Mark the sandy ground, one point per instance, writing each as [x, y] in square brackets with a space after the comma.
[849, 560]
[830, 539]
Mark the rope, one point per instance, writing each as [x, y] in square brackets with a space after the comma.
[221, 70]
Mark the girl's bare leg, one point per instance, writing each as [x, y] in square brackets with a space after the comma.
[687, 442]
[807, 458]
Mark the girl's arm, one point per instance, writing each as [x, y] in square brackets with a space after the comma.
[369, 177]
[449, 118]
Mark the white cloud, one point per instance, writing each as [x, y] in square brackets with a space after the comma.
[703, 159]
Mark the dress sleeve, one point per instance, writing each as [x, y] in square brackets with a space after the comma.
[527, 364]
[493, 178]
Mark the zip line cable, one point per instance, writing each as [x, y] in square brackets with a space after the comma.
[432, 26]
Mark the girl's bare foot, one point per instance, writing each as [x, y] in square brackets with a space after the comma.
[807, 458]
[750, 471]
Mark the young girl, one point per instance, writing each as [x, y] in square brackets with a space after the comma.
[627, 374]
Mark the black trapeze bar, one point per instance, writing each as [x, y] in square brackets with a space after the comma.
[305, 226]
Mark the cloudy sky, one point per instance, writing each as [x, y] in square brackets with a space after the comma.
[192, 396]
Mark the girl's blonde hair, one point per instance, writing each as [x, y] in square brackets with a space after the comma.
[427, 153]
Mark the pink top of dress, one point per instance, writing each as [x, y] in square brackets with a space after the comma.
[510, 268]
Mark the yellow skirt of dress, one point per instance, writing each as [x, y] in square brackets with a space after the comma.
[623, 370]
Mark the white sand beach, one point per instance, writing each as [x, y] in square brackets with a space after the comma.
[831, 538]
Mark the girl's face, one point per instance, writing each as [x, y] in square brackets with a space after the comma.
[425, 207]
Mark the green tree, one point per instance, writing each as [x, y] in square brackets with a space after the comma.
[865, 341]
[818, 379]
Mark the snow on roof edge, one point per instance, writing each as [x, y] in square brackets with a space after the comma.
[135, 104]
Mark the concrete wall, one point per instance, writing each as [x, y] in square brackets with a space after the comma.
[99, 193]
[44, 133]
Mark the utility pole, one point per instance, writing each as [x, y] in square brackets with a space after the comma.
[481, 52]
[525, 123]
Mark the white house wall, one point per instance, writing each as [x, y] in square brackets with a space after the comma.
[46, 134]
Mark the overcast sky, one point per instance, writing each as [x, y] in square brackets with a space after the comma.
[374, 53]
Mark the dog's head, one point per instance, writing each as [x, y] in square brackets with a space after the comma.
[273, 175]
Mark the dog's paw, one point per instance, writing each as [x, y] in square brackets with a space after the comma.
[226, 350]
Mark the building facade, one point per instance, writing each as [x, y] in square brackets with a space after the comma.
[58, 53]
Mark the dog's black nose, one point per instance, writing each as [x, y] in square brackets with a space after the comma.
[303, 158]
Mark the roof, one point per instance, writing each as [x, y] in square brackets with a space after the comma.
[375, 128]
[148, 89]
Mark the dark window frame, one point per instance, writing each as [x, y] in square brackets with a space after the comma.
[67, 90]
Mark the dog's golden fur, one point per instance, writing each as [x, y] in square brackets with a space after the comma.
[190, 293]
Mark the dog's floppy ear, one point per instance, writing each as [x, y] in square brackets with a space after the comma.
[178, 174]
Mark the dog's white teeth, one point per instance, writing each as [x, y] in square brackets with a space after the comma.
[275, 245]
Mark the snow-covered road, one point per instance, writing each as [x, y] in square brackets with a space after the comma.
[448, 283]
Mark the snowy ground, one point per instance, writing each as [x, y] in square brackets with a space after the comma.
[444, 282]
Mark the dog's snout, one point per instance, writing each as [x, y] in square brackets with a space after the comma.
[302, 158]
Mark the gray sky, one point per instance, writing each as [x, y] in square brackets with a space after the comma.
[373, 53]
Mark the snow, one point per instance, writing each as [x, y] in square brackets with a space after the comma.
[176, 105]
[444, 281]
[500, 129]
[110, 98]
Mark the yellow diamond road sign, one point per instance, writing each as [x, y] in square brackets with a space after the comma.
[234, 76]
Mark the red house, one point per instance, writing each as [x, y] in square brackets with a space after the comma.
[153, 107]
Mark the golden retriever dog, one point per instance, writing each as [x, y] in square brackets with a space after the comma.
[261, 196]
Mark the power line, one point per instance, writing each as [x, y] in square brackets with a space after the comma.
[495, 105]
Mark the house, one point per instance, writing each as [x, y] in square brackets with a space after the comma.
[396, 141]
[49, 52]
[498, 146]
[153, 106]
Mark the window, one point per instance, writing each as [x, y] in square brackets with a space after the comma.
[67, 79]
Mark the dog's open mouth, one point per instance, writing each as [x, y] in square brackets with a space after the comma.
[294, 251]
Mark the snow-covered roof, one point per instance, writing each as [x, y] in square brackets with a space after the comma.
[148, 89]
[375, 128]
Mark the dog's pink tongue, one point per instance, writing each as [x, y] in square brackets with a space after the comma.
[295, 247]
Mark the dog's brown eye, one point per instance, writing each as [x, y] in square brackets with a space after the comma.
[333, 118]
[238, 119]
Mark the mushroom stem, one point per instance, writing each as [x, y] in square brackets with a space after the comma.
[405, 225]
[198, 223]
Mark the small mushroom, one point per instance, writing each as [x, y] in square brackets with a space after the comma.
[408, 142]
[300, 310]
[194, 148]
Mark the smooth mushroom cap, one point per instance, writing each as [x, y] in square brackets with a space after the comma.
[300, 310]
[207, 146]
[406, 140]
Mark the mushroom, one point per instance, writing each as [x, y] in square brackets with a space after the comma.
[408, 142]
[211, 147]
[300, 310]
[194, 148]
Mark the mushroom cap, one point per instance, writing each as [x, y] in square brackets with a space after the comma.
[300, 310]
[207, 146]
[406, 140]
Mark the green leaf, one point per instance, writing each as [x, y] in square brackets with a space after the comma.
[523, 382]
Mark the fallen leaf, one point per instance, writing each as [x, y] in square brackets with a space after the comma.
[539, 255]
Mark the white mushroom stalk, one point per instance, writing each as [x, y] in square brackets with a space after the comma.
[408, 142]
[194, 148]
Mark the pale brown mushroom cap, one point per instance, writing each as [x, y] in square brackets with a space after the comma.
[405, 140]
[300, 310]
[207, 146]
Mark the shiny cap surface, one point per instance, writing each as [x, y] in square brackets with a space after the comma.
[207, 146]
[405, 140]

- **What to work on**:
Convert all of the data above into a two-column CSV with the columns text and answer. Give one row for each line that asks for marks, paired with the coordinates under it, with each field in double quotes and line breaks replaced by spaces.

- **Finished exercise**:
text,answer
"Mark the sandy ground, one point per instance, writing each as [x, y] in square brackets with a space after the comma.","[849, 560] [830, 539]"
"Mark the rope, one point per instance, writing each as [x, y] in square brackets with a space after the comma.","[221, 70]"
"Mark the girl's bare leg, one point per instance, writing each as [x, y] in square brackets with a space after the comma.","[687, 442] [807, 458]"
"Mark the girl's arm, one point per instance, writing each as [x, y] in square brackets with a space after the comma.","[369, 177] [449, 118]"
"Mark the white cloud, one point per instance, writing each as [x, y] in square brackets with a space after the comma.","[703, 159]"
"Mark the dress sleeve, one point per instance, writing each as [x, y] in square brackets with a space after the comma.","[527, 364] [493, 178]"
"Mark the zip line cable, one point per instance, writing each as [x, y] in square brackets with a space after the comma.","[432, 26]"
"Mark the girl's bare foot, one point per instance, writing each as [x, y] in square brackets with a space after the comma.","[807, 458] [750, 471]"
"Mark the young girl, one point per instance, writing each as [x, y] in square brackets with a space after the comma.","[627, 374]"
"Mark the black trapeze bar, one point per instance, writing each as [x, y] in square brackets with a space after the comma.","[305, 226]"
"Mark the cloudy sky, one point per instance, writing each as [x, y] in square brackets with a space after the comma.","[192, 396]"
"Mark the girl's blonde hair, one point per instance, writing each as [x, y] in square brackets with a space after the comma.","[427, 153]"
"Mark the pink top of dress, one point per instance, writing each as [x, y] in square brackets with a space after the comma.","[510, 268]"
"Mark the yellow skirt of dress, one point per instance, writing each as [x, y] in square brackets with a space after the comma.","[623, 370]"
"Mark the white sand beach, one point per instance, writing each as [x, y] in square brackets with a space after the comma.","[831, 538]"
"Mark the girl's face, one point per instance, writing each as [x, y] in square brackets with a space after the comma.","[425, 207]"
"Mark the green tree, one point per instance, writing each as [x, y] in square brackets with a space after the comma.","[865, 341] [818, 379]"
"Mark the snow on roof edge, one point per instance, writing each as [x, y] in square brackets with a space after the comma.","[135, 104]"
"Mark the concrete wall, one point per instance, writing each as [x, y] in square brackets with a space after the comma.","[99, 193] [44, 133]"
"Mark the utility pole, one point per instance, writing each as [x, y] in square brackets with a space after the comma.","[481, 52] [525, 123]"
"Mark the white house wall, one point per instance, writing each as [x, y] in square brackets with a space after the comma.","[46, 134]"
"Mark the overcast sky, one point per instance, writing each as [x, y] in square brackets with a space after the comma.","[374, 53]"
"Mark the dog's head, one point per instance, writing each as [x, y] in square brackets with a space after the comma.","[273, 175]"
"Mark the dog's paw, one point per instance, writing each as [x, y] in square brackets with a space after the comma.","[226, 350]"
"Mark the building facade, one point per instance, writing each as [x, y] in square brackets with a space after the comma.","[58, 53]"
"Mark the dog's black nose, one point per instance, writing each as [x, y] in square brackets with a space after the comma.","[303, 158]"
"Mark the roof, one point per instance, writing each as [x, y] in square brackets with a space after the comma.","[375, 128] [148, 89]"
"Mark the dark window frame, one point per instance, writing each as [x, y] in square brackets with a space after the comma.","[67, 90]"
"Mark the dog's golden fur, one point per instance, writing each as [x, y] in square brackets with a space after the comma.","[190, 293]"
"Mark the dog's floppy ear, one point per instance, writing each as [x, y] in square brackets with a space after the comma.","[178, 174]"
"Mark the dog's white teeth, one point per instance, writing each as [x, y] in square brackets with a space after the comma.","[275, 245]"
"Mark the snow-covered road, one point per instance, writing each as [x, y] in square brackets with a space after the comma.","[448, 283]"
"Mark the snowy ground, one point per instance, writing each as [x, y] in square brackets with a space after the comma.","[444, 282]"
"Mark the dog's snout, one point per instance, writing each as [x, y] in square brackets with a space after the comma.","[302, 158]"
"Mark the gray sky, one point per instance, writing each as [x, y] in square brackets with a space after the comma.","[373, 53]"
"Mark the snow, one point per instance, writing each as [x, y] in square brackets with a space after the comma.","[176, 105] [444, 281] [500, 129] [110, 98]"
"Mark the yellow diamond road sign, one point per instance, writing each as [x, y] in square brackets with a space after the comma.","[234, 76]"
"Mark the red house, one point per instance, writing each as [x, y] in square brackets with a space after the comma.","[153, 107]"
"Mark the golden retriever dog, one point per instance, writing each as [x, y] in square brackets with a space after the comma.","[261, 196]"
"Mark the power line, one point per instance, writing each as [x, y] in square brackets with a space after the comma.","[495, 105]"
"Mark the house, one point per instance, writing each as [x, y] in square brackets with a space after the comma.","[396, 141] [49, 52] [498, 146] [153, 106]"
"Mark the window, one point per instance, writing each as [x, y] in square brackets with a space after the comma.","[67, 79]"
"Mark the dog's open mouth, one point per instance, writing each as [x, y] in square brackets with a space after the comma.","[294, 251]"
"Mark the snow-covered roof, one point per instance, writing each as [x, y] in square brackets with a space after the comma.","[148, 89] [375, 128]"
"Mark the dog's pink tongue, one point per instance, writing each as [x, y] in square brackets with a space after the comma.","[295, 247]"
"Mark the dog's brown eye, one point per instance, writing each as [x, y] in square brackets with a space after the comma.","[333, 118] [238, 119]"
"Mark the mushroom stem, one point per instance, writing each as [x, y] in square brackets with a space after the comma.","[405, 225] [198, 223]"
"Mark the small mushroom, one point per instance, writing each as [x, y] in square brackets with a space after the comma.","[408, 142] [300, 310] [194, 148]"
"Mark the smooth mushroom cap, one point per instance, writing each as [x, y] in square brackets with a space after the comma.","[300, 310] [207, 146] [406, 140]"
"Mark the mushroom, one point per instance, writing each as [x, y] in square brackets with a space after the comma.","[408, 142] [211, 147] [300, 310] [194, 148]"
"Mark the mushroom cap, one point per instance, writing each as [x, y] in square brackets with a space after the comma.","[300, 310] [207, 146] [406, 140]"
"Mark the green leaf, one point per instance, writing each as [x, y] in square brackets with a space after the comma.","[523, 382]"
"Mark the fallen leaf, one point per instance, writing each as [x, y] in square brackets with a space after the comma.","[539, 255]"
"Mark the white mushroom stalk, one point per instance, writing each as [x, y] in square brackets with a space after the comma.","[408, 142] [194, 148]"
"Mark the pale brown mushroom cap, one point per instance, writing each as [x, y] in square brackets with a space after the comma.","[405, 140] [300, 310] [207, 146]"
"Mark the shiny cap surface, one point per instance, writing each as [x, y] in square brackets with a space after the comma.","[207, 146] [405, 140]"